## Begin Dataset entries

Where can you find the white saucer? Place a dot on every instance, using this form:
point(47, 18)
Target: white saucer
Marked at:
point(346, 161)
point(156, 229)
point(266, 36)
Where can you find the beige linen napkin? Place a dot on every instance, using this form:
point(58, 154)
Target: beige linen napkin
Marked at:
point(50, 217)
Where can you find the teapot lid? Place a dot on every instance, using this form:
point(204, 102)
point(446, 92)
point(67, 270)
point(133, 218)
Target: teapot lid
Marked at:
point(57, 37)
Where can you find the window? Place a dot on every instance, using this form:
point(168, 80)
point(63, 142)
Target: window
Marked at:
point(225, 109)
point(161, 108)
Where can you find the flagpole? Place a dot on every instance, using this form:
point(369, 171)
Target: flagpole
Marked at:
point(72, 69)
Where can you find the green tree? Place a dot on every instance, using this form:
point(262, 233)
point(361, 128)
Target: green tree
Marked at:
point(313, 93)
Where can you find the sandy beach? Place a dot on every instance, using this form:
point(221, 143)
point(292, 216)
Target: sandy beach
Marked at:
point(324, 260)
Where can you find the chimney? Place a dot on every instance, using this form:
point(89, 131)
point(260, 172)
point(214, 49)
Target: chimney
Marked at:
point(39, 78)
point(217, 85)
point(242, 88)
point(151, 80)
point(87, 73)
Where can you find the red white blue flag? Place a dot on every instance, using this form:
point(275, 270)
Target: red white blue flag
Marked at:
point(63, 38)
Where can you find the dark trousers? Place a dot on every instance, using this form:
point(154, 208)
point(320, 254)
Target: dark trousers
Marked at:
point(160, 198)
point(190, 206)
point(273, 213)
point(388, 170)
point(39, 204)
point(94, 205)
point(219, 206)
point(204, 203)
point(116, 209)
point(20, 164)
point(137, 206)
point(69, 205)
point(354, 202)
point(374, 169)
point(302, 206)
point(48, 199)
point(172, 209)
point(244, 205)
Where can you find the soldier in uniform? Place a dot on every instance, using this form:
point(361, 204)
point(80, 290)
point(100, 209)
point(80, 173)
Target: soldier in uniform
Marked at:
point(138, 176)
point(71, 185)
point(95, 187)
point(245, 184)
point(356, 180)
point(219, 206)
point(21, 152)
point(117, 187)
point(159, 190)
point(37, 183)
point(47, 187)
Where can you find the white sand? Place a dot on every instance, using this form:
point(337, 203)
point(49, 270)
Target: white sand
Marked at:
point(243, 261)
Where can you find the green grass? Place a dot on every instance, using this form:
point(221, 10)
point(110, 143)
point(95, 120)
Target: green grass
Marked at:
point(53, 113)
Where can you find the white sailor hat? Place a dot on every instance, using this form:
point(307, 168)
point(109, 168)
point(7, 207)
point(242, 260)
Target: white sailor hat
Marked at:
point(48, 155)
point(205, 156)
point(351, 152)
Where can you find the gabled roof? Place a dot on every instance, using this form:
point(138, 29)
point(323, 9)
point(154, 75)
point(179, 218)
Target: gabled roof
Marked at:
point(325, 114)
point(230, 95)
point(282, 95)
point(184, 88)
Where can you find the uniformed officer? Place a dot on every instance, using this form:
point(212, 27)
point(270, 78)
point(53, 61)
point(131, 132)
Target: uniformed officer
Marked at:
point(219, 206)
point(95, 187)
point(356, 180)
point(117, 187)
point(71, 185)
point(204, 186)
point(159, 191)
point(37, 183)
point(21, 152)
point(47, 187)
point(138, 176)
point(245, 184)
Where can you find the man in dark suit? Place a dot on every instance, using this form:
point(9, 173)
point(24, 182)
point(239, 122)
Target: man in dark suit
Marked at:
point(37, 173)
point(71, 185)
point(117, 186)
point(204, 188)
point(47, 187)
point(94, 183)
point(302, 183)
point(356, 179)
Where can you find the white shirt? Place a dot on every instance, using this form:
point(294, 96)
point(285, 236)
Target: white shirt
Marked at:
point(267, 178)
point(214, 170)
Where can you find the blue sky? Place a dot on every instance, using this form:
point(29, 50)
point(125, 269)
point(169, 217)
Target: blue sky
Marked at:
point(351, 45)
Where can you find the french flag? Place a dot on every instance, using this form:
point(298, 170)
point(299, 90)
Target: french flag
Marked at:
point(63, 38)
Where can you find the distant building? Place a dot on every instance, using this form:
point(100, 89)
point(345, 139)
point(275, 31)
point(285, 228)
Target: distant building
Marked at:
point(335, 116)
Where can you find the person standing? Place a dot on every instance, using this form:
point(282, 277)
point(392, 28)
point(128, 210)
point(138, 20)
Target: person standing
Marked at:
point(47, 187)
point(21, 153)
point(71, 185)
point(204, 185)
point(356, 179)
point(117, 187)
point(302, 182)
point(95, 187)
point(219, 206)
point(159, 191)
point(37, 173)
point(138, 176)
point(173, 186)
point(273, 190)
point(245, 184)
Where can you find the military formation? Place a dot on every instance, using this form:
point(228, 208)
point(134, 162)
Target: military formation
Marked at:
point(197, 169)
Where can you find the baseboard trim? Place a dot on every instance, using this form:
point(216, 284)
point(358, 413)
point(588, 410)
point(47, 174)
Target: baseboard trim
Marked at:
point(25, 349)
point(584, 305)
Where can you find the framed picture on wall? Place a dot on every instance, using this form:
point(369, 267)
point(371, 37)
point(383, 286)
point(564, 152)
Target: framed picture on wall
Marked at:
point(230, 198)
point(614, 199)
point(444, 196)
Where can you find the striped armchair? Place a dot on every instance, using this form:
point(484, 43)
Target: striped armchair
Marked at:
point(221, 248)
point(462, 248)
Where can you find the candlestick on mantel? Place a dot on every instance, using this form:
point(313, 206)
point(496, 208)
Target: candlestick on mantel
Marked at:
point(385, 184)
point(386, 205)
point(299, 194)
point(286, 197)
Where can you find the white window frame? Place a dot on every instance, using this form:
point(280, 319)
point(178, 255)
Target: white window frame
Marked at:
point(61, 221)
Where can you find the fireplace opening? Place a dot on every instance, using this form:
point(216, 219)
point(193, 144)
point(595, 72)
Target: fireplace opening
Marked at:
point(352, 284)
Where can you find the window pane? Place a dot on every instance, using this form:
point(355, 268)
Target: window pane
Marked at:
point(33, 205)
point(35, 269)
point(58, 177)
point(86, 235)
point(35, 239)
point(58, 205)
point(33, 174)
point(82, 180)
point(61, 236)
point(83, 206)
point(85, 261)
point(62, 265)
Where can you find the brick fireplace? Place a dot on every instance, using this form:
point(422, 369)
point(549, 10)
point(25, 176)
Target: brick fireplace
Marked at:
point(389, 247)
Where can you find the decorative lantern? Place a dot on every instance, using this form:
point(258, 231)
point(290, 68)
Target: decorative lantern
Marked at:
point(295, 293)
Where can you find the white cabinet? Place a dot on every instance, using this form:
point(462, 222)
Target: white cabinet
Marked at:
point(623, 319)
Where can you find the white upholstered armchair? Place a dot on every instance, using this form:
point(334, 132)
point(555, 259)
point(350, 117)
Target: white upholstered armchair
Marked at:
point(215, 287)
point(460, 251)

## End Dataset entries

■ Your task
Replace "dark suit" with "gray suit" in everything from the line containing "Where can you find the man" down to the line containing "point(302, 183)", and give those lines back with no other change.

■ Task response
Where can you find the man in gray suit? Place a dot on every instance, using this form:
point(9, 173)
point(24, 182)
point(239, 122)
Target: man in gray suit
Marked at:
point(37, 173)
point(71, 185)
point(117, 186)
point(204, 188)
point(47, 187)
point(94, 183)
point(302, 183)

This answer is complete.